Reproduce every entry that follows word for word, but omit the images.

Dataset rows on where objects appear:
## BEGIN
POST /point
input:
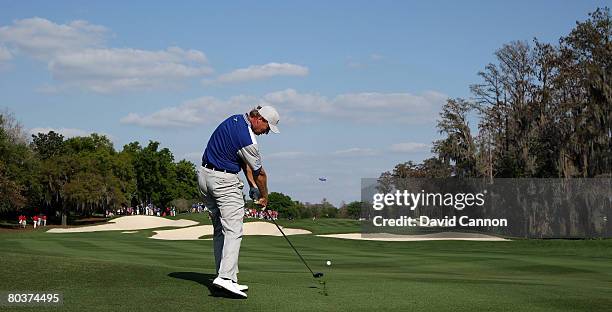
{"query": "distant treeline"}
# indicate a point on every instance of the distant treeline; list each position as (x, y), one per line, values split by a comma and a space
(79, 176)
(544, 111)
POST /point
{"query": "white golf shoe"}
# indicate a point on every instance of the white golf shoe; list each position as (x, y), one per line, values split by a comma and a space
(229, 286)
(241, 287)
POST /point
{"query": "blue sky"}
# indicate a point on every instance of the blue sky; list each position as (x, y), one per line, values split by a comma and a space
(358, 84)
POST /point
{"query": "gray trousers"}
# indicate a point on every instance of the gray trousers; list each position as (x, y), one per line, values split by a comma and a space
(224, 199)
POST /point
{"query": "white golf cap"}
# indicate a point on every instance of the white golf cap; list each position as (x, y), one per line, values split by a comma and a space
(271, 115)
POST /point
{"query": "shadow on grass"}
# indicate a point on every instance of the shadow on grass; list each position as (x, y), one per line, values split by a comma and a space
(204, 280)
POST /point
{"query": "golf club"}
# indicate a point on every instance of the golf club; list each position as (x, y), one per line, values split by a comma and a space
(314, 274)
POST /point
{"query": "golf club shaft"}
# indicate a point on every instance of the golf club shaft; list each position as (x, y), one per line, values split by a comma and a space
(288, 241)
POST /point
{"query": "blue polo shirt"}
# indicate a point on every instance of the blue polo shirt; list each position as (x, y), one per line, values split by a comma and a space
(231, 143)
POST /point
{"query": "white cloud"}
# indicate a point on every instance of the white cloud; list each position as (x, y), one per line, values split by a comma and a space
(356, 152)
(204, 110)
(376, 57)
(363, 107)
(258, 72)
(295, 106)
(76, 56)
(286, 155)
(44, 39)
(410, 147)
(5, 54)
(107, 70)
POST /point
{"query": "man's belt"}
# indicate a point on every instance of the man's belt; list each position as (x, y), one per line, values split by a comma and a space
(211, 167)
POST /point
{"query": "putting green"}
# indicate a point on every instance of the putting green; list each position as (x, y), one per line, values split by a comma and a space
(111, 271)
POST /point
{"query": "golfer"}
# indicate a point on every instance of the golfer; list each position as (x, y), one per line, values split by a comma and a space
(233, 147)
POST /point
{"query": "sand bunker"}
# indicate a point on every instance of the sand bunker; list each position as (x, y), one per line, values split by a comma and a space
(249, 228)
(128, 223)
(419, 237)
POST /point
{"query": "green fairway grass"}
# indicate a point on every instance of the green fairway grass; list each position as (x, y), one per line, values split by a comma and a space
(112, 271)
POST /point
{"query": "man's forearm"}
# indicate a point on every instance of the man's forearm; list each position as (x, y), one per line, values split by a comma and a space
(248, 172)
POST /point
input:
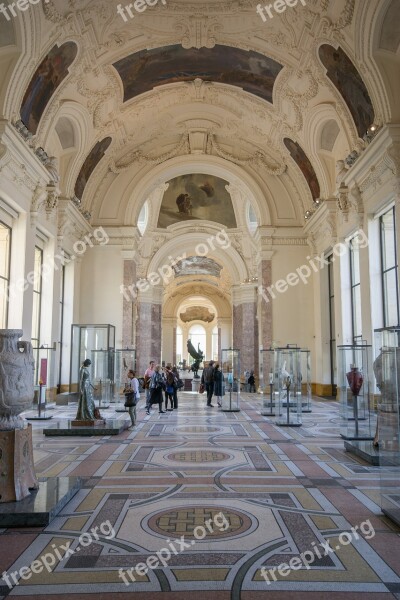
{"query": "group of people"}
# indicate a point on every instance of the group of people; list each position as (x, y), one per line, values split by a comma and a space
(212, 380)
(156, 380)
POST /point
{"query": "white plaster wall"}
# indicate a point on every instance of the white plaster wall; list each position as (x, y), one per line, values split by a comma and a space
(292, 310)
(100, 296)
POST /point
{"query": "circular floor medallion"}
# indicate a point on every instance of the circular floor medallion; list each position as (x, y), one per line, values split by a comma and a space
(198, 429)
(191, 521)
(198, 456)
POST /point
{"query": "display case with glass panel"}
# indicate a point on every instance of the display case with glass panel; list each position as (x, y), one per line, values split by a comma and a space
(267, 377)
(387, 373)
(102, 376)
(305, 380)
(287, 387)
(231, 374)
(125, 360)
(355, 392)
(84, 340)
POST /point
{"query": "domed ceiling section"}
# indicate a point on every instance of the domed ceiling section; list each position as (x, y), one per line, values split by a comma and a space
(248, 70)
(195, 78)
(197, 197)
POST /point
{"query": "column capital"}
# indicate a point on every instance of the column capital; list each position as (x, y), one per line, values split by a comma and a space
(149, 294)
(244, 293)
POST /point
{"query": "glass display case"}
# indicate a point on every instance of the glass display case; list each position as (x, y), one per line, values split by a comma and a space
(287, 387)
(231, 373)
(355, 391)
(267, 378)
(305, 380)
(387, 372)
(125, 360)
(85, 339)
(102, 376)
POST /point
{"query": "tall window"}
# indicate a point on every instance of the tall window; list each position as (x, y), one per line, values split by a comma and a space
(389, 269)
(332, 324)
(179, 344)
(62, 302)
(37, 305)
(198, 337)
(5, 246)
(355, 290)
(215, 344)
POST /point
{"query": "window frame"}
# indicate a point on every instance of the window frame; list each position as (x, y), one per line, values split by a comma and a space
(385, 271)
(356, 338)
(7, 279)
(36, 349)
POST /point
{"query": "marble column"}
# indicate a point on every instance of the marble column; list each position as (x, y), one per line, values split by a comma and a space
(148, 328)
(245, 327)
(129, 300)
(265, 304)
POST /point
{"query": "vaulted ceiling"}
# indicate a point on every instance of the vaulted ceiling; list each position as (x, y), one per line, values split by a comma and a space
(128, 105)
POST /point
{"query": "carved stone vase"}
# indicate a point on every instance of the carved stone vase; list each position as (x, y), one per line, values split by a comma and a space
(17, 473)
(355, 380)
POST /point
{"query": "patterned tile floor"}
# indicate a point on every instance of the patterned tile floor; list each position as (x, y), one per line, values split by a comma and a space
(225, 499)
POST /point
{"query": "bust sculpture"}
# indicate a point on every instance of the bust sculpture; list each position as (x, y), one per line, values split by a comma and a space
(86, 407)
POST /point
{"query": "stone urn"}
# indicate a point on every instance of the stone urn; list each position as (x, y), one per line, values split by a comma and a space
(17, 472)
(16, 378)
(355, 380)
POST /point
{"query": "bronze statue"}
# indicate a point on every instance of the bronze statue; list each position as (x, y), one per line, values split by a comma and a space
(86, 408)
(198, 358)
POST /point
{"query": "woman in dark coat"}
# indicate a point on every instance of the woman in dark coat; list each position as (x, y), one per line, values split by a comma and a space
(156, 388)
(218, 381)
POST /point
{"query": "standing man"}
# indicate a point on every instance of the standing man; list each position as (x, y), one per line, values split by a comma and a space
(147, 377)
(207, 379)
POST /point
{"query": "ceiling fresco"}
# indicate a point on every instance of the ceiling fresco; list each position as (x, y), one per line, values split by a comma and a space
(197, 265)
(347, 80)
(197, 197)
(49, 75)
(144, 70)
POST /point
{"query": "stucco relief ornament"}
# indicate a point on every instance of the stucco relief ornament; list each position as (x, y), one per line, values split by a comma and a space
(343, 201)
(16, 378)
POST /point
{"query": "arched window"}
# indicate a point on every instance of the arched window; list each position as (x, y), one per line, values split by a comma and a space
(214, 350)
(143, 218)
(198, 337)
(179, 345)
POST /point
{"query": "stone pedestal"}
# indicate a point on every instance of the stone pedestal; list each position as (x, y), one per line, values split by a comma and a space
(17, 472)
(195, 385)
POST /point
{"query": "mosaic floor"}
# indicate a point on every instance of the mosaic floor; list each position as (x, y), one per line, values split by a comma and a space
(216, 503)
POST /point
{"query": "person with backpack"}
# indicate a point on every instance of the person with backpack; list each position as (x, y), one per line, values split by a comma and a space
## END
▸ **Reply to the task**
POST /point
input:
{"query": "distant treeline"}
# indicate a point on every instance of the distant treeline; list each position as (x, y), one per line, values split by a comma and a space
(79, 176)
(544, 111)
POST /point
{"query": "white golf shoe"}
# indicate a point on every instance of the white golf shoe; list each position as (x, y), one per line, values split by a comma and a space
(229, 286)
(241, 287)
POST /point
{"query": "blue sky"}
# indicate a point on every instance of the blue sky; list each position as (x, y), one per line, values split by a comma and a space
(358, 84)
POST /point
{"query": "gray trousers"}
# indicate a point on every instance of the gray trousers; list each position as (x, y), one per line, values split by a comma and a space
(224, 199)
POST /point
{"query": "white golf cap"}
# indicate a point on every instance of the white golf cap; list each position as (x, y), one per line, values split by a comma and a space
(271, 115)
POST /point
{"query": "shadow on grass"}
# indicate a point on every instance of the shadow on grass; list each position as (x, y), one per line, values split by a comma and a space
(204, 280)
POST /point
{"query": "golf club"}
# indicate a point on every instance of the golf club; list each position as (x, y), one per line, values split by a comma and a space
(314, 274)
POST /point
{"query": "golf club shaft"}
# indicate a point on every instance of the golf club shaft; list each position as (x, y), one per line, values split by a comma and a space
(288, 241)
POST /point
{"query": "blue polo shirt"}
# indicate a point on every instance of the blue polo shirt; list each position as (x, y), one per line, values split by a comma and a space
(231, 143)
POST /point
{"query": "white cloud"}
# indicate a point on every instance of the white cloud; list each position as (x, y), one per line, values split by a comma and a space
(356, 152)
(204, 110)
(376, 57)
(363, 107)
(258, 72)
(295, 106)
(76, 56)
(286, 155)
(44, 39)
(410, 147)
(5, 54)
(107, 70)
POST /point
{"query": "man's belt"}
# indicate a point on every instance of the man's belt; list each position as (x, y), one per line, values split by a comma and a space
(211, 167)
POST /point
{"query": "putting green"}
# indicate a point on every instance of the putting green; list each position as (x, y), one per line, values split by a comma and a space
(111, 271)
POST /point
{"query": "golfer"}
# indicate a point on every instance of the golfer; list each position as (x, y), one per line, values split by a comma and a space
(233, 147)
POST /point
{"query": "sand bunker"}
# indicate a point on every instance of the sand bunker; list each position as (x, y), one per line, values split by a comma and a space
(249, 228)
(128, 223)
(419, 237)
POST /point
{"query": "green fairway grass"}
# indicate a point on every instance of the green fairway grass; list each position as (x, y), one per line, values split by a comma and a space
(112, 271)
POST /point
{"query": "man's forearm"}
# indicate a point on every instance of the man's forearm; list each position as (x, y), one per line, values split by a comma and a space
(248, 172)
POST /point
input:
{"query": "group of people"}
# indicate a point on every instance of the group of people; list each position as (x, y), one per line, values split by a comma and a space
(212, 380)
(156, 380)
POST /point
{"query": "white plaster wall"}
# indicate a point on every instance of the white plaster wall; list each position as (x, y), one per line, values split by a comma and a space
(292, 310)
(100, 296)
POST /point
{"query": "circular floor medallion"}
# indicate a point on every instance of the circular floor medallion; list each position as (x, y), one per line, values split by a comma and a space
(198, 429)
(191, 521)
(198, 456)
POST /point
{"query": "display case with glass panel"}
# indicate a point on every instance of the display case with glass panel; list each position as (x, y), one per line, values split by a comma and a space
(267, 377)
(387, 373)
(102, 376)
(305, 380)
(287, 387)
(231, 374)
(125, 360)
(355, 392)
(84, 340)
POST /point
{"query": "domed ceiling section"}
# indicate a point on every instance of the domed ceiling section; list each position as (x, y), one per line, values split by a comma and a space
(248, 70)
(195, 78)
(197, 197)
POST /point
{"query": "column capital"}
# indicate a point on every instance of the column capital; list each position as (x, y), one per line, values split by a comma and a space
(149, 294)
(244, 293)
POST /point
{"query": "glass display case"}
# indicate a point on every instance of the glass display case; list each position as (x, y), one per line, values split by a comma and a space
(287, 387)
(231, 373)
(355, 391)
(267, 378)
(305, 380)
(387, 372)
(125, 360)
(85, 339)
(102, 376)
POST /point
{"query": "tall window"}
# indicate a point on every instance of the tall window; list each position as (x, y), one per line, values split by a comma and a space
(389, 269)
(332, 324)
(179, 344)
(62, 302)
(37, 305)
(198, 337)
(5, 246)
(355, 290)
(215, 344)
POST /point
{"query": "window frame"}
# indicate a point on every instance of the window frame; list each position as (x, y), one per line, values split by a comma and a space
(385, 271)
(356, 338)
(7, 279)
(36, 349)
POST /point
{"query": "marble column"}
# indicate a point on every instance of the marble column; list each position as (x, y), one per line, values split by a comma and a space
(148, 328)
(245, 327)
(129, 300)
(265, 304)
POST /point
{"query": "vaulted ceiling"}
# indicate a point on every instance of the vaulted ceiling; list each position as (x, y), one per line, values split by a comma and a space
(128, 105)
POST /point
{"query": "carved stone vase"}
# indicate a point on every instance of the carved stone vase; list each position as (x, y), one per line, values split by a comma and a space
(17, 473)
(355, 380)
POST /point
{"query": "patterned tile floor"}
# indicate a point on every instance of the patterned tile floor; list each position as (x, y), one per line, values split by a comma and a space
(225, 499)
POST /point
{"query": "bust sculpture"}
# indicate a point on every instance of the bust sculpture; list each position as (x, y), one per line, values split by a comma and a space
(86, 407)
POST /point
{"query": "stone urn"}
# indicate a point on every instance of the stone urn; list each position as (x, y), one per line, values split by a comma and a space
(17, 472)
(16, 378)
(355, 380)
POST /point
{"query": "bronze statue"}
# indicate a point on every instance of the bronze statue; list each position as (x, y), one per line, values split by a comma and a space
(86, 408)
(198, 358)
POST /point
{"query": "woman in dark coat"}
# indicate a point on every instance of the woman in dark coat; list each position as (x, y), one per line, values split by a comma and a space
(156, 388)
(218, 381)
POST /point
{"query": "standing man"}
# indicate a point on every instance of the standing man; list each position as (x, y), one per line, values split by a comma and a space
(147, 377)
(207, 379)
POST /point
{"query": "ceiling fresco"}
# indicate a point on every instance of the ceiling fresco; list each position as (x, y), one per line, values split by a comma and a space
(197, 265)
(347, 80)
(197, 197)
(49, 75)
(144, 70)
POST /point
{"query": "stucco relief ornament"}
# indicate a point on every instance of the stucco relief ornament; list each position as (x, y), one per line, values split by a comma and a space
(343, 201)
(16, 378)
POST /point
{"query": "arched window"}
# indicate a point on every instance of the arched window; list each position as (x, y), one per line, values split by a comma and a space
(214, 350)
(143, 218)
(198, 337)
(179, 345)
POST /point
{"query": "stone pedestal"}
# indicate a point on every instance of the stone pedestal; list each position as (x, y), one per line, values split by a comma and a space
(17, 472)
(195, 385)
POST /point
{"query": "mosaic floor"}
# indicate a point on every instance of the mosaic floor; list each position as (x, y), one per line, values split by a comma and a space
(216, 503)
POST /point
{"query": "person with backpack"}
# indicate a point on every instance of the person with backpack; list each position as (x, y), one per line, values split by a comma and a space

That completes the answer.